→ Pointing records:
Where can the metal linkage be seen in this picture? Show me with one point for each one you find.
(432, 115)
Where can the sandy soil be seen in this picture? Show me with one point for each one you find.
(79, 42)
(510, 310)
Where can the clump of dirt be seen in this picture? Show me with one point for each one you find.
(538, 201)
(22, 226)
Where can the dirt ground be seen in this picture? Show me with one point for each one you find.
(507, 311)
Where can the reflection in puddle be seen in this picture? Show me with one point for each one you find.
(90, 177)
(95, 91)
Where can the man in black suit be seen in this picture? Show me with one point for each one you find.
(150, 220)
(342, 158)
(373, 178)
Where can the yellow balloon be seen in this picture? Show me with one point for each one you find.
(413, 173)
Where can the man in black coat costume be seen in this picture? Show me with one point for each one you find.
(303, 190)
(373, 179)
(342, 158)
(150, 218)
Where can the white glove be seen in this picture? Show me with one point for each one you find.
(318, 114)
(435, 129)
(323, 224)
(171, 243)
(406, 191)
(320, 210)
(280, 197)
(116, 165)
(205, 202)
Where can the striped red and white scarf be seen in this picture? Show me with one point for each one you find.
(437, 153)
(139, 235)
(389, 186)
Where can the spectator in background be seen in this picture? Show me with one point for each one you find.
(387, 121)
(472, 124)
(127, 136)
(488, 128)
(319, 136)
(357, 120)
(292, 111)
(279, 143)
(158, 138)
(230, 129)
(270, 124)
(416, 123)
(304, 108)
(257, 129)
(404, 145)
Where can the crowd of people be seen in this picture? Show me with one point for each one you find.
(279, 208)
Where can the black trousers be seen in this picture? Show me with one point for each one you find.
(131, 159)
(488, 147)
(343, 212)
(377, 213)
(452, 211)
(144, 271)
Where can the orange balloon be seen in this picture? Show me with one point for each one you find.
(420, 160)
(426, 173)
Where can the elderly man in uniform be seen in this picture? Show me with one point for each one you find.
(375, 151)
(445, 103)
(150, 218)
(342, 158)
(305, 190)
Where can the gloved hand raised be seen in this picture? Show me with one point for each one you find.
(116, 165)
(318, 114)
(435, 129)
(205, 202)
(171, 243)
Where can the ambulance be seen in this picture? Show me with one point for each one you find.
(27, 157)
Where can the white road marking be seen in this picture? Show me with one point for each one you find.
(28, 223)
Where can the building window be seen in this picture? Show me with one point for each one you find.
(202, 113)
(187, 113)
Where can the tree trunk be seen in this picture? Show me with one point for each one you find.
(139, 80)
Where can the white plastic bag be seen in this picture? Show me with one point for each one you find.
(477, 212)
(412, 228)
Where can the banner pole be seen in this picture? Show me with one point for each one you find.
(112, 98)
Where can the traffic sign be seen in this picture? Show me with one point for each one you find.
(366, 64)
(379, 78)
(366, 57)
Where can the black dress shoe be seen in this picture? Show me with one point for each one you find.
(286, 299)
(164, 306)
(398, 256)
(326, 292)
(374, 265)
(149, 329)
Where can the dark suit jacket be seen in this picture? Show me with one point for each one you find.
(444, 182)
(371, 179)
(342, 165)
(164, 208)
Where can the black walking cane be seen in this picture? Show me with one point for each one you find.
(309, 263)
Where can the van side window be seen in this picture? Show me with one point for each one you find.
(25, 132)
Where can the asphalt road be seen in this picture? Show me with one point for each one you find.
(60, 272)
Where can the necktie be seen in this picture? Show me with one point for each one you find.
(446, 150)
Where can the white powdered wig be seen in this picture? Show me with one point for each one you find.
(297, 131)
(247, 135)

→ What the exercise asks: Repeat, exactly and only, the lines above from the one containing "Where can the orange" through the end of the material.

→ Correct output:
Where can the orange balloon be seen in this picture? Show me with one point for each one you find.
(420, 160)
(426, 173)
Where can the elderly man in uniform be seen in this picture? Show me with one point for each one you find.
(375, 151)
(445, 103)
(150, 218)
(342, 158)
(305, 190)
Where can the gloved hand raised be seen in this picture? Show me with one point for each one you find.
(116, 165)
(318, 114)
(435, 129)
(205, 202)
(171, 243)
Where can the ambulance be seen in this picture? Show me with one point for each one you find.
(27, 157)
Where can the white road marking be seen in this picture? Show me with one point for each one you find.
(28, 223)
Where can the building window be seen in this picture? Show me with one point for each one you find.
(202, 113)
(187, 113)
Where can the tree trunk be seen in this picture? Show me with one point for each one you find.
(139, 80)
Where can the white plastic bag be seen in this picture? Show me with one point for each one you find.
(477, 212)
(412, 228)
Where can the banner pole be seen in this picture? Show me with one point for each one you find.
(112, 98)
Where can the traffic sign be seen in this picture? Show me with one point for each one you find.
(366, 64)
(379, 78)
(366, 57)
Where can the black dress shoe be seen in this picture? Show me with one point for each one you find.
(286, 299)
(164, 306)
(398, 256)
(326, 292)
(374, 265)
(149, 329)
Where can the dark suit jacket be seen in this picture? Show me with one point for each one you find.
(444, 182)
(371, 179)
(342, 165)
(164, 208)
Where can the black walking cane be seen in this picture? Show me with one point for each one you find.
(309, 263)
Where can the van side window be seen in this picture? Show me with one point for each one you find.
(25, 132)
Where can the asphalt road be seen in this picture? Show me with one point for each one you find.
(60, 272)
Where can the necktie be seen in this picture? Show me with one point for each one you find.
(446, 150)
Where can the white powdered wig be seen in this picture? Show me with one point for each one you find.
(297, 131)
(247, 135)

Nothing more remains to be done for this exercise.